Schrodinger Equation in momentum space? ?

• 0ddbio
In summary, the book is showing how to do eigenvalue problems, but when p is substituted in for the operator, it doesn't actually equal p, but it behaves the same. So in the first equation, p^2 should be substituted in for operator p.
0ddbio
Schrodinger Equation in momentum space? ??

I don't know if this makes any sense at all, but I'm studying QM and just trying to generalize some things I'm learning. Please let me know where I go wrong..

Basically by my understanding the most general form of the Schrodinger Equation can be written as follows:
$$i\hbar\frac{\partial\Psi}{\partial t}=\hat{H}\Psi$$

Then we have that H is given by:
$$\hat{H}=\frac{\hat{p}^{2}}{2m}+V$$

Then we just need to know what the 'p' operator is. My book shows that in configuration space it is:
$$\hat{p}=-i\hbar\nabla$$ (I generalized it a bit, the book just has an x derivative)
however, in momentum space it is just: $$\hat{p}=p$$

Now.. if we take the momentum operator in configuration space and plug that into H and then plug that into the form of the Schrodinger Equation I wrote at the top we get the familiar form:
$$i\hbar\frac{\partial\Psi}{\partial t}=-\frac{\hbar^{2}}{2m}\nabla^{2}\Psi+V\Psi$$Ok... but what I am wondering now is what happens if we use the momentum operator in momentum space instead of configuration space, then plugging that into H and H into the first equation as before we would end up with:
$$i\hbar\frac{\partial\Psi}{\partial t}=\frac{p^{2}}{2m}\Psi+V\Psi$$

This seems very odd though, I think it must be wrong but I don't know why... perhaps it is right but only for a wavefunction expressed in momentum space... ??Can anyone help me understand what is going on here?? Perhaps there is no justification in plugging the momentum operator for momentum space into H like I did.. I just don't know?

Thanks for any insight.

Yes to the first question, in the <new> equation without the nabla squared, but with p^2 you have both the wavefunction in terms of p and the potential expressed in terms of p with the help of a Fourier transformation.

### Given entries
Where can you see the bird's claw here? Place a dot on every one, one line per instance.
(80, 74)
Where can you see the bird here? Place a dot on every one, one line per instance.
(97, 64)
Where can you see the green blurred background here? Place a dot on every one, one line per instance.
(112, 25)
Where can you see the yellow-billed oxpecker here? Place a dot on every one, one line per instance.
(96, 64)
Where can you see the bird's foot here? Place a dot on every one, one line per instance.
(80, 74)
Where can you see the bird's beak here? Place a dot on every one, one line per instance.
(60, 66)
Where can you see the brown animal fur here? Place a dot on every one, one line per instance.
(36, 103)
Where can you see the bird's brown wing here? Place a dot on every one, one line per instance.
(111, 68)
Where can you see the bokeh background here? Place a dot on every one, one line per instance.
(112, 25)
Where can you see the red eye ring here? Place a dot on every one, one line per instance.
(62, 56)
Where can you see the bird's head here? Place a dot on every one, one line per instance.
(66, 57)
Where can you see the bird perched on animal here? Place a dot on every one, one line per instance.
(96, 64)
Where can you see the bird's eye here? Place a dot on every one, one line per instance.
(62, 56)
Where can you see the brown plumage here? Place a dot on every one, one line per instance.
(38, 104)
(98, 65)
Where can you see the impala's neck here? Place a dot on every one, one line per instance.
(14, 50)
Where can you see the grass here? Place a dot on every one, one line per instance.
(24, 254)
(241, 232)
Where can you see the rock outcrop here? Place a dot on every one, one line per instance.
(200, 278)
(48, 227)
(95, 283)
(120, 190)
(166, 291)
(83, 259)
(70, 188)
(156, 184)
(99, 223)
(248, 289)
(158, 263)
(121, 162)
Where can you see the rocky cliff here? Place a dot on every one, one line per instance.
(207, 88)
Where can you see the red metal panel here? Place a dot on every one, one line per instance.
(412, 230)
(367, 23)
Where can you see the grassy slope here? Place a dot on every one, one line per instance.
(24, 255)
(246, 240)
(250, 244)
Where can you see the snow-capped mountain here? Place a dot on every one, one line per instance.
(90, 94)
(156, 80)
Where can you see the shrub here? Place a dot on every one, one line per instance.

### To do
a: In the thread on the Schrödinger equation in momentum space, what does the final reply say is used to express the potential in terms of p?
b: Continue the thread on the Schrödinger equation in momentum space from its last reply.
The material placed after the thread was taken from a different source.

### Results of the exercise
a: A Fourier transformation.

b:
The potential term is

$$\int_{-\infty}^{+\infty}dp'\;\widetilde V(p-p')\widetilde\Psi(p')$$

where $\widetilde V(p)$ and $\widetilde\Psi(p)$ are the Fourier transforms of $V(x)$ and $\Psi(x)$.

Awesome guys, thanks!

Perhaps you could answer another question so that I don't have to start a new thread.

The motivation for me starting this thread was that the book is going over eigenvalue problems and for instance this one:
$$\hat{H}\psi(x)=E\psi(x)$$
makes perfect sense, however the other ones like:
$$\hat{p}\psi_{p}(x)=p\psi_{p}(x)$$
I don't know why this works.. That is why I tried doing what I was describing in my previous post.
I was hoping that it would have separable solutions, one of which would appear as the above eigenvalue problem, this is the way the book shows it done for the energy. But it gives no justification for why we can write eigenvalue equations for other operators.

Hello. I had the QM course this year, so I'll try to help:

0ddbio said:
however, in momentum space it is just: $$\hat{p}=p$$
this is not actually true. We can not substitute operators with scalars, in general. An operator, operates on a function, and yields another function which is, in general, different than the initial function. However, if an operator acts on one of its eigenfunctions, it yields the same function, but multiplied with a scalar, which we call the eigenvalue. These are special functions and they have a core role in QM, as far as I understood. We can reveal those functions by eigenvalue analysis...
0ddbio said:
$$\hat{p}\psi_{p}(x)=p\psi_{p}(x)$$
I don't know why this works..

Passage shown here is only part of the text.